** Passage shown **
········
- Other names: MODY 5
- MODY 5 is inherited in an autosomal dominant manner.

= Renal cysts and diabetes syndrome =

Renal cysts and diabetes syndrome (RCAD), also known as MODY 5 or HNF1B-MODY, is a form of maturity onset diabetes of the young.

==Presentation==
HNF1β-related MODY is one of the less common forms of MODY, with some distinctive clinical features, including atrophy of the pancreas and several forms of renal disease. HNF1β, also known as transcription factor 2 (TCF2), is involved in early stages of embryonic development of several organs, including the pancreas, where it contributes to differentiation of pancreatic endocrine Ngn3^{+} cell progenitors from non-endocrine embryonic duct cells. The gene is on chromosome 17q.

The degree of insulin deficiency is variable. Diabetes can develop from infancy through middle adult life, and some family members who carry the gene remain free of diabetes into later adult life. Most of those who develop diabetes show atrophy of the entire pancreas, with mild or subclinical deficiency of exocrine as well as endocrine function.

The non-pancreatic manifestations are even more variable. Kidney and genitourinary malformation and diseases may occur, but inconsistently even within a family, and the specific conditions include a range of apparently unrelated anomalies and processes. The most common genitourinary condition is cystic kidney disease, but there are many varieties even of this. Renal effects begin with structural alterations (small kidneys, renal cysts, anomalies of the renal pelvis and calices), but a significant number develop slowly progressive chronic kidney failure associated with chronic cystic disease of the kidneys. In some cases, renal cysts may be detected in utero. Kidney disease may develop before or after hyperglycemia, and a significant number of people with MODY5 are discovered in renal clinics.
········
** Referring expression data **
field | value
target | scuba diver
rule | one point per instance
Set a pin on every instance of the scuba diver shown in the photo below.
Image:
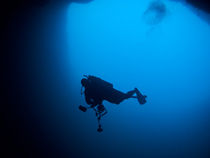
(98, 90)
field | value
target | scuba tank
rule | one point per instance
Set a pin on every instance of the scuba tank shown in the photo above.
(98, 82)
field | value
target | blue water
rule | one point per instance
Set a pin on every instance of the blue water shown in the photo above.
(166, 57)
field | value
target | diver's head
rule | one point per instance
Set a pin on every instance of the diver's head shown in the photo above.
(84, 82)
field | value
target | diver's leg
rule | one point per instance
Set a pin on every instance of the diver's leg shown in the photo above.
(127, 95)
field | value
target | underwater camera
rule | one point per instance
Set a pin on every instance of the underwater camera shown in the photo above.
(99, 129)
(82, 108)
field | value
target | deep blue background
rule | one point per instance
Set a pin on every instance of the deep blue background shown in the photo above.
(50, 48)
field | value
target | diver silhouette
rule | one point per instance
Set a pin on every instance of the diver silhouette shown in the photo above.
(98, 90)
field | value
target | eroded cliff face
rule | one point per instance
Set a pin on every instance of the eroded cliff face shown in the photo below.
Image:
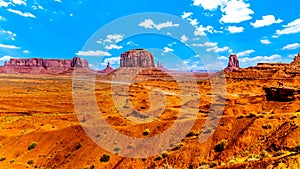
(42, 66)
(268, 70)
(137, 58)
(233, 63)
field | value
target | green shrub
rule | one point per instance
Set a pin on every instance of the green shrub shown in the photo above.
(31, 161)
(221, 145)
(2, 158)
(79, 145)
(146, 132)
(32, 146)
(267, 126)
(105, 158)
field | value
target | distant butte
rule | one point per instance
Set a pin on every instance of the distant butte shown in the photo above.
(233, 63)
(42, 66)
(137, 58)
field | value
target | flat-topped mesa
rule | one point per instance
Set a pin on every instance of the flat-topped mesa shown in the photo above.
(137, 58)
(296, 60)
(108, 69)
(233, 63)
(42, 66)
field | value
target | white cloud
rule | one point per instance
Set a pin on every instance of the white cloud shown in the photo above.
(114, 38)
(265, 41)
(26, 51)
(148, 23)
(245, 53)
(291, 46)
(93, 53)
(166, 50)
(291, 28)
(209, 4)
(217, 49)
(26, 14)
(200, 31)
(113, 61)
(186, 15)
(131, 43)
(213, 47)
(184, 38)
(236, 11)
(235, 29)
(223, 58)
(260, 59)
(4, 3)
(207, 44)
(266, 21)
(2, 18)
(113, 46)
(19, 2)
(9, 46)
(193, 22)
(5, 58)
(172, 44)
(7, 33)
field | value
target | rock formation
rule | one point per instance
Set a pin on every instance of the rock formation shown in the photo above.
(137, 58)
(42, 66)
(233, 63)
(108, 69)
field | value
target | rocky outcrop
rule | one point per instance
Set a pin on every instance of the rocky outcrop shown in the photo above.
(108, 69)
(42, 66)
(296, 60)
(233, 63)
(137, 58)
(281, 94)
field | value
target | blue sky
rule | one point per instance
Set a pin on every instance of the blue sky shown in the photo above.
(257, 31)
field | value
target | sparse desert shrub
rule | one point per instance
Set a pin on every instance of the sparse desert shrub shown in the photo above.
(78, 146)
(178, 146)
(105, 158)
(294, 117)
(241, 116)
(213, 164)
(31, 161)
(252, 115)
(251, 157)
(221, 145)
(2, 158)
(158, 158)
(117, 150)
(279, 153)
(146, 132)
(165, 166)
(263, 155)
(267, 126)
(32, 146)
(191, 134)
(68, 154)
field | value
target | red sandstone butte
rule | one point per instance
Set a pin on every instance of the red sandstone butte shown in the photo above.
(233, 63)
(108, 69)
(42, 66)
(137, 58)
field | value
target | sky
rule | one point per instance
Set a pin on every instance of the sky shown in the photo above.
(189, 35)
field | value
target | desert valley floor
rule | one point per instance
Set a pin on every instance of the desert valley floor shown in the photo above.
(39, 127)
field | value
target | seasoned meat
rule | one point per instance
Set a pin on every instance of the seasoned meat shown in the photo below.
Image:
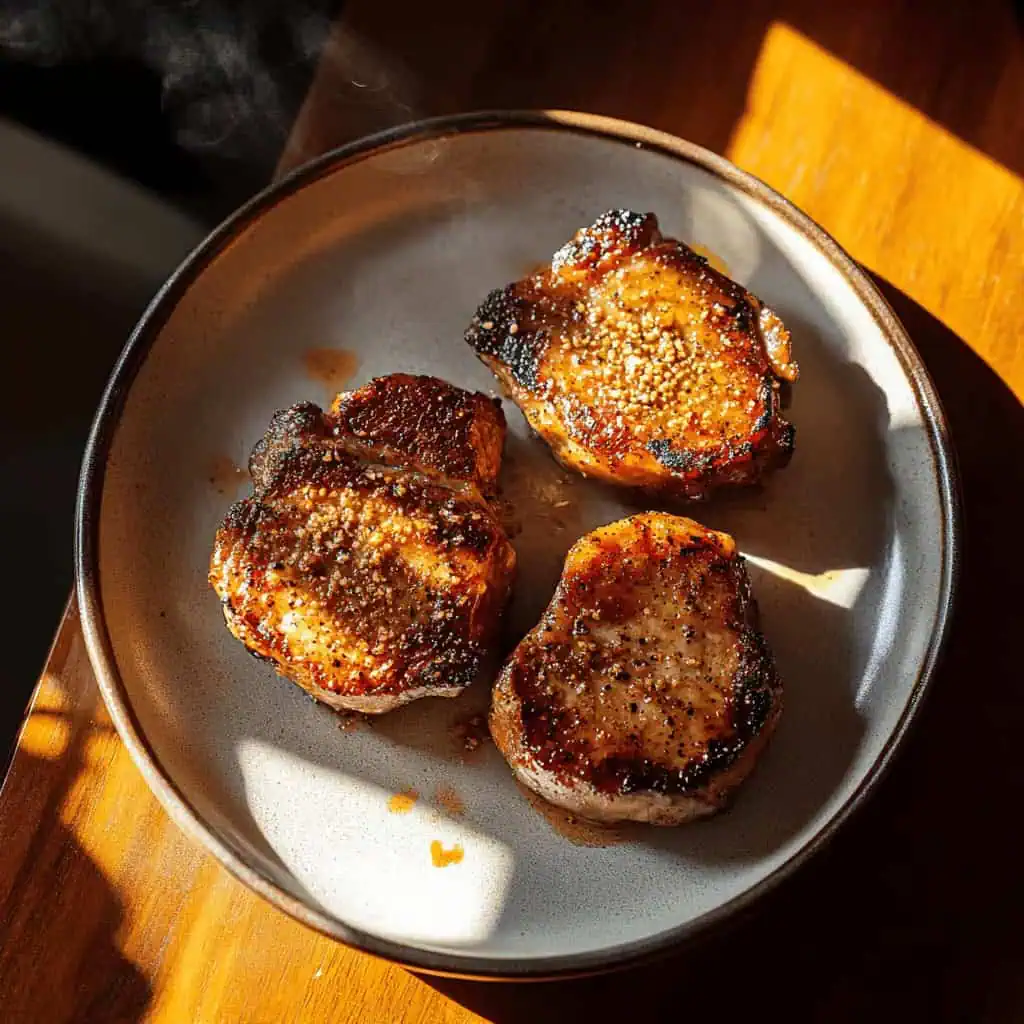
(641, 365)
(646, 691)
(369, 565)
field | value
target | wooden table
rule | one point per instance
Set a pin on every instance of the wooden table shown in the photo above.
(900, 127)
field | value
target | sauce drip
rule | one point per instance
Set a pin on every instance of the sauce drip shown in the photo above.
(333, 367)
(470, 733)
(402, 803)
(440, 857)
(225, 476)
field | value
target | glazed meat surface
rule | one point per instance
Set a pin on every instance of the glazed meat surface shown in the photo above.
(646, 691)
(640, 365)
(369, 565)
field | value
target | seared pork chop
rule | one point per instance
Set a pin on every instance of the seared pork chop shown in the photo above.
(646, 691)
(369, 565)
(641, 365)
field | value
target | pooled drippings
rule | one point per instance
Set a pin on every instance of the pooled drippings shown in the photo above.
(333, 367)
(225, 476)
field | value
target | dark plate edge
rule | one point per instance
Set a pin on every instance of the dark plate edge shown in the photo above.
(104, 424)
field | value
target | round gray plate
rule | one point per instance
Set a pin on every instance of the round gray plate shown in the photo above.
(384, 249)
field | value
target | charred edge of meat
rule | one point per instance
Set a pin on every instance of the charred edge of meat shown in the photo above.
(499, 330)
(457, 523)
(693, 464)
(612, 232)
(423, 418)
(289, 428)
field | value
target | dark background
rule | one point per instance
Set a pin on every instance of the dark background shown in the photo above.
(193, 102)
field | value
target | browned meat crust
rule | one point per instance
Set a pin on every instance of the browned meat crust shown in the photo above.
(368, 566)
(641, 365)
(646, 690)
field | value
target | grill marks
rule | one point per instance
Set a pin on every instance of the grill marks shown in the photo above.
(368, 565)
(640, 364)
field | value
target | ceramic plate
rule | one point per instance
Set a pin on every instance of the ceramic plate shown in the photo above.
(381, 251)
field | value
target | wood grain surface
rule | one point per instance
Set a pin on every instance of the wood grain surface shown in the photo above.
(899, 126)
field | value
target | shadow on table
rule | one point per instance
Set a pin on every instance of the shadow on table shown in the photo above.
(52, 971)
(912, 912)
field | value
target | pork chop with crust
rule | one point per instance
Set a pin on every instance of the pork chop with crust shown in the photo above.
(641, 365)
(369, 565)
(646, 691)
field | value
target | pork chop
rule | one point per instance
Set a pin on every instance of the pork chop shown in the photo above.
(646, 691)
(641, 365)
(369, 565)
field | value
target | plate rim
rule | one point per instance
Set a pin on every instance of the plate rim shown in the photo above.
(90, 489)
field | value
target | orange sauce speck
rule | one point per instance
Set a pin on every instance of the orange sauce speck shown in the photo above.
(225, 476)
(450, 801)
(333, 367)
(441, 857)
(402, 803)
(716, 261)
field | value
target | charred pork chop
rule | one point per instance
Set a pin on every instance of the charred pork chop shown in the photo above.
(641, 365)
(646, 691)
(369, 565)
········
** Required action A **
Rewrite the stretch of the passage on renal cysts and diabetes syndrome from "The degree of" through "as endocrine function.", putting "childhood" in place of "infancy".
** Required action B **
Carry on the passage on renal cysts and diabetes syndrome from its final sentence.

** Answer box A **
The degree of insulin deficiency is variable. Diabetes can develop from childhood through middle adult life, and some family members who carry the gene remain free of diabetes into later adult life. Most of those who develop diabetes show atrophy of the entire pancreas, with mild or subclinical deficiency of exocrine as well as endocrine function.

** Answer box B **
With or without kidney disease, some people with forms of HNF1β have had various minor or major anomalies of the reproductive system. Male defects have included epididymal cysts, agenesis of the vas deferens, or infertility due to abnormal spermatozoa. Affected women have been found to have vaginal agenesis, hypoplastic, or bicornuate uterus.

Liver enzyme elevations are common, but clinically significant liver disease is not. Hyperuricaemia and early onset gout have occurred.

==Causes==
Renal cysts and diabetes syndrome is caused by mutations in or deletions of the HNF1B gene. These can be intragenic HNF1B mutations or affect other genes as well, such as in 17q12 microdeletion syndrome.

==Diagnosis==
Genetic testing for mutations on the HNF1B gene can indicate MODY 5. The presence of familial and individual renal problems as well as diabetes mellitus with absence of type 1 and LADA antibodies in young individuals with a healthy lifestyle can lead to testing.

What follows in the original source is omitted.